Activities:
[1] List every health risk that the craniotabes article says vitamin D deficiency in infants can increase.
[2] Update the craniotabes article, starting with "- Cranial bones" and going on through "infants with rickets.", by replacing "infants" with "babies" wherever it occurs.

Excerpted passage:
>>

- Cranial bones
- Specialty: Pediatrics

= Craniotabes =

Softening or thinning of the skull in infants and children

Craniotabes is softening or thinning of the skull in infants and children, which may be normally present in newborns. It is seen mostly in the occipital and parietal bones. The bones are soft, and when pressure is applied they will collapse underneath it. When the pressure is relieved, the bones will usually snap back into place.

==Causes==
Any condition that affects bone growth, most notably rickets (from vitamin D deficiency), marasmus, syphilis, or thalassemia, can cause craniotabes if present during a time of rapid skull growth (most especially during gestation and infancy). It can be a "normal" feature in premature infants. It is the first sign in children and infants with rickets.

Other conditions which can cause craniotabes include hypervitaminosis A, osteogenesis imperfecta, hydrocephalus, and congenital syphilis.

==Diagnosis==
Physical examination

The NIH recommends that this condition isn't tested for or treated in normal newborns because the condition is found in approximately 30% of otherwise normal newborns and can usually heal within 2-3 months.

However, recent evidence indicates that vitamin D deficiency in infants can increase the risk of asthma, lower respiratory tract infections, type 1 diabetes, schizophrenia, and decreased bone mass later in life.

==Management==
Management of craniotabes depends on the cause. The majority of craniotabes occurs in term infants and can be a normal finding.
Commonly, craniotabes results from the position of the head inside the uterus weeks prior to delivery. Calcium and Vitamin D levels should be obtained to rule out rickets, and in mothers who have prenatal labs concerning for T. pallidum infection, neonates should be evaluated for congenital syphilis.

==Etymology==
The term (cranio- + tabes) is derived from the Latin words cranium for skull and tabes for wasting.

<<

Dataset excerpt:

>>

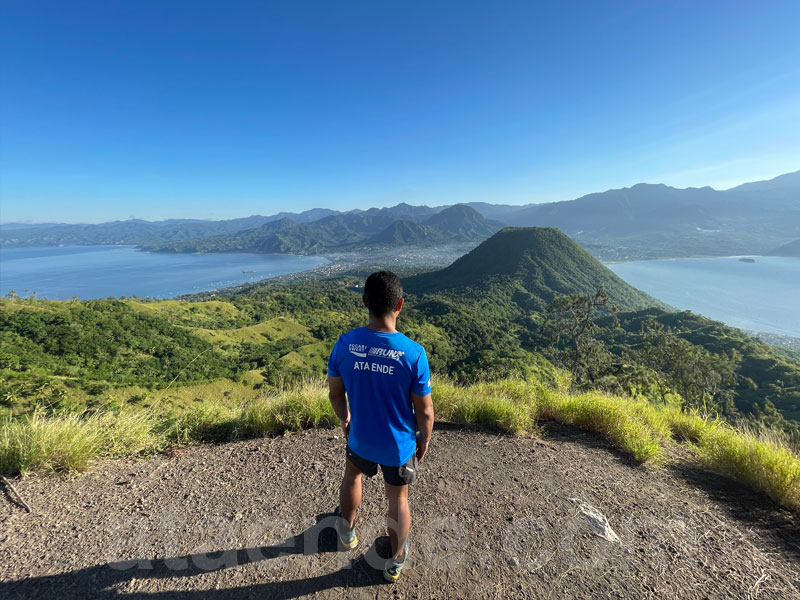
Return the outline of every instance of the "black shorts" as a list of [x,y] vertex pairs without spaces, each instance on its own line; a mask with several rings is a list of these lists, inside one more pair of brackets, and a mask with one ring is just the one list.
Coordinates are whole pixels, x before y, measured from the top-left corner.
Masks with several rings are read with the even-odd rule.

<<

Task-by-task answers:
[1] asthma, lower respiratory tract infections, type 1 diabetes, schizophrenia, decreased bone mass later in life

[2]
- Cranial bones
- Specialty: Pediatrics

= Craniotabes =

Softening or thinning of the skull in babies and children

Craniotabes is softening or thinning of the skull in babies and children, which may be normally present in newborns. It is seen mostly in the occipital and parietal bones. The bones are soft, and when pressure is applied they will collapse underneath it. When the pressure is relieved, the bones will usually snap back into place.

==Causes==
Any condition that affects bone growth, most notably rickets (from vitamin D deficiency), marasmus, syphilis, or thalassemia, can cause craniotabes if present during a time of rapid skull growth (most especially during gestation and infancy). It can be a "normal" feature in premature babies. It is the first sign in children and babies with rickets.